[TASK STATEMENT]: Output the line containing "of the curved", then every remaining line of the entries below, exactly as written and with no other text.

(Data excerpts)
------------------------------------------------

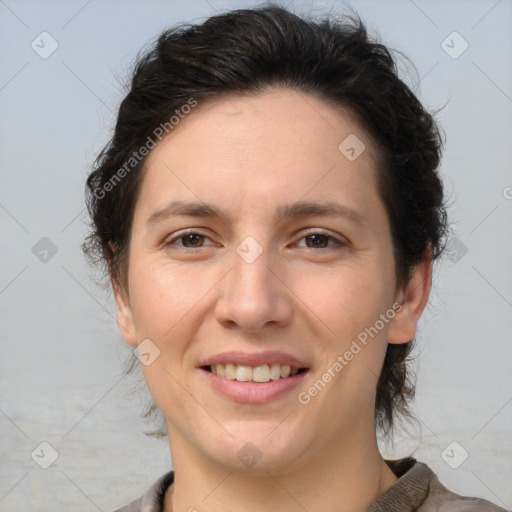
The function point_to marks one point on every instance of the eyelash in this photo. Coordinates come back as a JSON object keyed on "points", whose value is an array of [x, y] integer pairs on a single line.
{"points": [[338, 243]]}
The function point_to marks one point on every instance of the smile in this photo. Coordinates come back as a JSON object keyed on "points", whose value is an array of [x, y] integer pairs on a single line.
{"points": [[261, 373]]}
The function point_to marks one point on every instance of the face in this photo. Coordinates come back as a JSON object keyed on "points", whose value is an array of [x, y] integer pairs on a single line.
{"points": [[258, 242]]}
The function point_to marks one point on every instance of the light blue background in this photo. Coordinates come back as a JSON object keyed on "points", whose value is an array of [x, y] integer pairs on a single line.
{"points": [[61, 357]]}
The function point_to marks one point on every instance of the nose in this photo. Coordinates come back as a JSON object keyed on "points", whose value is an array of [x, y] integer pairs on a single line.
{"points": [[255, 294]]}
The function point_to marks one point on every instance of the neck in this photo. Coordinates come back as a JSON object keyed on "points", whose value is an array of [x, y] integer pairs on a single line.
{"points": [[352, 474]]}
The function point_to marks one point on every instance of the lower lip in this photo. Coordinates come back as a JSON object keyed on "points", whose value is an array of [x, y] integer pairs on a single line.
{"points": [[253, 392]]}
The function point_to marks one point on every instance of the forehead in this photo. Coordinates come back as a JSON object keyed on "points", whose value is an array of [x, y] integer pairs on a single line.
{"points": [[279, 145]]}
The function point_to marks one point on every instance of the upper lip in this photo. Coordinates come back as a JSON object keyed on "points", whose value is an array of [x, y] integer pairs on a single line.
{"points": [[254, 359]]}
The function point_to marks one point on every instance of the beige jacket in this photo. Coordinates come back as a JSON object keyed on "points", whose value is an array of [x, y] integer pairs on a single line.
{"points": [[417, 489]]}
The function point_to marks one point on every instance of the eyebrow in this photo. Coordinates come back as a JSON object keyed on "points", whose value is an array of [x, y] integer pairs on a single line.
{"points": [[293, 210]]}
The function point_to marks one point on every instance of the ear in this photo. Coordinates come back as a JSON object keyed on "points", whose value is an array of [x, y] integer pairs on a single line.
{"points": [[413, 299], [124, 314]]}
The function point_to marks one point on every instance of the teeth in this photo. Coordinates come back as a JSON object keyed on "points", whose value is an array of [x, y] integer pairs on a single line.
{"points": [[262, 373]]}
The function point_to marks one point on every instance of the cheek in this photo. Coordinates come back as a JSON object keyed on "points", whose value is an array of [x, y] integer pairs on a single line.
{"points": [[347, 299]]}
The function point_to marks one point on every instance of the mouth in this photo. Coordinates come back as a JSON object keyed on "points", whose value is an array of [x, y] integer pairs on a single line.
{"points": [[262, 373], [249, 378]]}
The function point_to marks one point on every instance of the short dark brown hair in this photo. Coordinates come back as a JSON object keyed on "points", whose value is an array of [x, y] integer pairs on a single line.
{"points": [[247, 50]]}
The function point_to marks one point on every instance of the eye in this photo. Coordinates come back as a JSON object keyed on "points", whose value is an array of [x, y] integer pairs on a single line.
{"points": [[319, 239], [190, 239]]}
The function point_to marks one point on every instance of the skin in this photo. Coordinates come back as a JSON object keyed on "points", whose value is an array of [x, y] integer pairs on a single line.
{"points": [[248, 155]]}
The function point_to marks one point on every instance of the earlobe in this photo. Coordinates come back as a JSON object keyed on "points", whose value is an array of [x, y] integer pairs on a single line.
{"points": [[413, 299]]}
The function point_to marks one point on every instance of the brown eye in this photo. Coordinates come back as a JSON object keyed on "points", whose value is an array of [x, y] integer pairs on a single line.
{"points": [[186, 240], [322, 240], [318, 240], [194, 239]]}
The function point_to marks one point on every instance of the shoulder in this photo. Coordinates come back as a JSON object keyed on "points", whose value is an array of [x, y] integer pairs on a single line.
{"points": [[419, 489], [441, 499], [152, 500]]}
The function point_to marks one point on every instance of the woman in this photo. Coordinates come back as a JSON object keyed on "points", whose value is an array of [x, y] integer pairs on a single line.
{"points": [[269, 210]]}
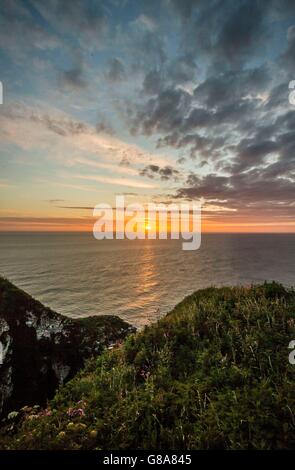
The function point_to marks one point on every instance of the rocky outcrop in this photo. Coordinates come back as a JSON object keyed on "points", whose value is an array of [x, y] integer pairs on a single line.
{"points": [[40, 349]]}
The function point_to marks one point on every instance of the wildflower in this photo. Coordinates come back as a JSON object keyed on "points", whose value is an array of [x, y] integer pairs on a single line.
{"points": [[72, 412], [93, 434]]}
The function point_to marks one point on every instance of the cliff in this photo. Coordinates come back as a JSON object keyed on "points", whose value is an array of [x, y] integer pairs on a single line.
{"points": [[40, 349]]}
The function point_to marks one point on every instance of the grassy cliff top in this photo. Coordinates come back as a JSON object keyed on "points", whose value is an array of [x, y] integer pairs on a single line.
{"points": [[214, 373]]}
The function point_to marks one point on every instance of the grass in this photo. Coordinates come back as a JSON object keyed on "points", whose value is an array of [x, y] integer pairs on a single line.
{"points": [[212, 374]]}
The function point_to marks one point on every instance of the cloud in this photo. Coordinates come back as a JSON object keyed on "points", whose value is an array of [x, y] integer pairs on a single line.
{"points": [[116, 71], [165, 173]]}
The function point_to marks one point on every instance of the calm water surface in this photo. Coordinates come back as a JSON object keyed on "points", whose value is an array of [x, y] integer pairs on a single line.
{"points": [[77, 275]]}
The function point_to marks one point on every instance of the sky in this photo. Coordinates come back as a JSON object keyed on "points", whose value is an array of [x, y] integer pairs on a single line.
{"points": [[164, 101]]}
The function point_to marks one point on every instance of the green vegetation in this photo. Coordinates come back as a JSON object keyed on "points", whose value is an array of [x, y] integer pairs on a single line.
{"points": [[212, 374]]}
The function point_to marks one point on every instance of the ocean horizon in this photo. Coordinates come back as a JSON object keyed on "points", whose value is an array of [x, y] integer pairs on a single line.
{"points": [[140, 280]]}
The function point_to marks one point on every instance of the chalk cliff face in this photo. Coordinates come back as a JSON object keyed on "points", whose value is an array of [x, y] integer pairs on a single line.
{"points": [[40, 349]]}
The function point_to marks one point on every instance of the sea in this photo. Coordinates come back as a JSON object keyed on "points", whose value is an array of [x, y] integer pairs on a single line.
{"points": [[138, 280]]}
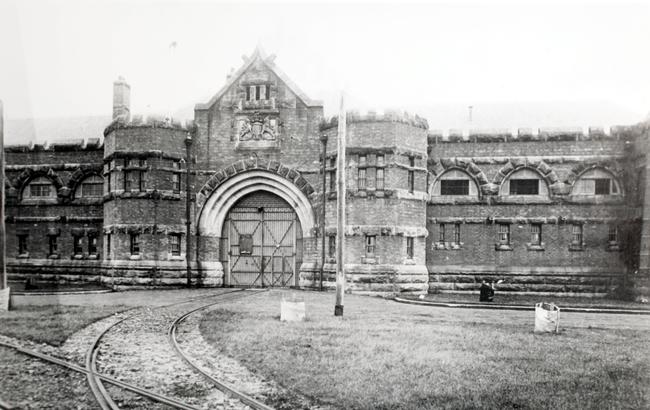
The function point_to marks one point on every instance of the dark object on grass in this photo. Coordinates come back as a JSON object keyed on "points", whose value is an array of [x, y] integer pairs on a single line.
{"points": [[487, 293]]}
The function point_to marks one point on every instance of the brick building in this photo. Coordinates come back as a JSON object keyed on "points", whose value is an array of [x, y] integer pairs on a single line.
{"points": [[548, 210]]}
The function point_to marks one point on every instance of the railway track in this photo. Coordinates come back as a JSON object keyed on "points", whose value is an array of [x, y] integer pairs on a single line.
{"points": [[97, 381]]}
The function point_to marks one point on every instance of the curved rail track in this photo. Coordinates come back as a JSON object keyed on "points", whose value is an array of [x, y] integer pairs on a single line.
{"points": [[96, 380]]}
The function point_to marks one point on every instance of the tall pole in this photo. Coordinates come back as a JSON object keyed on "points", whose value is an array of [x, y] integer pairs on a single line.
{"points": [[3, 236], [340, 211], [188, 213], [323, 140]]}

------------------------------------------------

[OUTPUT FOR THIS TASK]:
The function point_to marks one point on every instance of the curved rail track in this photo. Coordinates come back as a JSON object keyed on "points", whose value is an array of [x, y] integer pairs on a single line.
{"points": [[96, 380]]}
The function point_to marks one point on every instance of the tall pole in this photo. Coordinates come back as a JSON object keyed on "points", whose value is an array of [x, y] integer pairs on a single line.
{"points": [[3, 236], [340, 211], [188, 213], [323, 140]]}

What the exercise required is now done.